══ STORED RECORDS ══

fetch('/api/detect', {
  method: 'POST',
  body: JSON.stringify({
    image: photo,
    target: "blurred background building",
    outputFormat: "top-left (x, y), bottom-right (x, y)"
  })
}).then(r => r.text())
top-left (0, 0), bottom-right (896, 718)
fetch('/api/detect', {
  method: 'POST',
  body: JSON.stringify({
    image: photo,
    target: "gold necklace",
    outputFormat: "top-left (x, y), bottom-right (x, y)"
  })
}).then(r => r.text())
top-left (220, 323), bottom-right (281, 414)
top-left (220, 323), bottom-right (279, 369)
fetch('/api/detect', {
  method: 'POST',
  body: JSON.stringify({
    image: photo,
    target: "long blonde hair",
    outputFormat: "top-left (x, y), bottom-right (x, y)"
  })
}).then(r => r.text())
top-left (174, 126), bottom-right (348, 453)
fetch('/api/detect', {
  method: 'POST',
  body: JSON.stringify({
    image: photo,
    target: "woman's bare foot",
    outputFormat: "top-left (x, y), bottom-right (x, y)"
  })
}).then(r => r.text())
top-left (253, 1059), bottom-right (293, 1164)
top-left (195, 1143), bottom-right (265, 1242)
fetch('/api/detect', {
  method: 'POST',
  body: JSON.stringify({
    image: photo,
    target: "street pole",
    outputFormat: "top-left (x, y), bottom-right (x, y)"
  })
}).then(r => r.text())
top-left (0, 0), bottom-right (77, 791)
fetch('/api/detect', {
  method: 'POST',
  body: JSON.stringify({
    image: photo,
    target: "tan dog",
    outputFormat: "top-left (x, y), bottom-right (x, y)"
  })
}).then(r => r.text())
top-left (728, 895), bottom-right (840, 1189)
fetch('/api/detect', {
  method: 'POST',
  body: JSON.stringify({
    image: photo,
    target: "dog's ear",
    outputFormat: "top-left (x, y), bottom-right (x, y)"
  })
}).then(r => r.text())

═══

● **WHAT IS REQUIRED**
Lay out every line of the records above as a Markdown table with two columns: Row, which numbers each line in order, and Line, which holds the line itself. Omit blank lines.

● **REPLY**
| Row | Line |
|---|---|
| 1 | fetch('/api/detect', { |
| 2 |   method: 'POST', |
| 3 |   body: JSON.stringify({ |
| 4 |     image: photo, |
| 5 |     target: "blurred background building", |
| 6 |     outputFormat: "top-left (x, y), bottom-right (x, y)" |
| 7 |   }) |
| 8 | }).then(r => r.text()) |
| 9 | top-left (0, 0), bottom-right (896, 718) |
| 10 | fetch('/api/detect', { |
| 11 |   method: 'POST', |
| 12 |   body: JSON.stringify({ |
| 13 |     image: photo, |
| 14 |     target: "gold necklace", |
| 15 |     outputFormat: "top-left (x, y), bottom-right (x, y)" |
| 16 |   }) |
| 17 | }).then(r => r.text()) |
| 18 | top-left (220, 323), bottom-right (281, 414) |
| 19 | top-left (220, 323), bottom-right (279, 369) |
| 20 | fetch('/api/detect', { |
| 21 |   method: 'POST', |
| 22 |   body: JSON.stringify({ |
| 23 |     image: photo, |
| 24 |     target: "long blonde hair", |
| 25 |     outputFormat: "top-left (x, y), bottom-right (x, y)" |
| 26 |   }) |
| 27 | }).then(r => r.text()) |
| 28 | top-left (174, 126), bottom-right (348, 453) |
| 29 | fetch('/api/detect', { |
| 30 |   method: 'POST', |
| 31 |   body: JSON.stringify({ |
| 32 |     image: photo, |
| 33 |     target: "woman's bare foot", |
| 34 |     outputFormat: "top-left (x, y), bottom-right (x, y)" |
| 35 |   }) |
| 36 | }).then(r => r.text()) |
| 37 | top-left (253, 1059), bottom-right (293, 1164) |
| 38 | top-left (195, 1143), bottom-right (265, 1242) |
| 39 | fetch('/api/detect', { |
| 40 |   method: 'POST', |
| 41 |   body: JSON.stringify({ |
| 42 |     image: photo, |
| 43 |     target: "street pole", |
| 44 |     outputFormat: "top-left (x, y), bottom-right (x, y)" |
| 45 |   }) |
| 46 | }).then(r => r.text()) |
| 47 | top-left (0, 0), bottom-right (77, 791) |
| 48 | fetch('/api/detect', { |
| 49 |   method: 'POST', |
| 50 |   body: JSON.stringify({ |
| 51 |     image: photo, |
| 52 |     target: "tan dog", |
| 53 |     outputFormat: "top-left (x, y), bottom-right (x, y)" |
| 54 |   }) |
| 55 | }).then(r => r.text()) |
| 56 | top-left (728, 895), bottom-right (840, 1189) |
| 57 | fetch('/api/detect', { |
| 58 |   method: 'POST', |
| 59 |   body: JSON.stringify({ |
| 60 |     image: photo, |
| 61 |     target: "dog's ear", |
| 62 |     outputFormat: "top-left (x, y), bottom-right (x, y)" |
| 63 |   }) |
| 64 | }).then(r => r.text()) |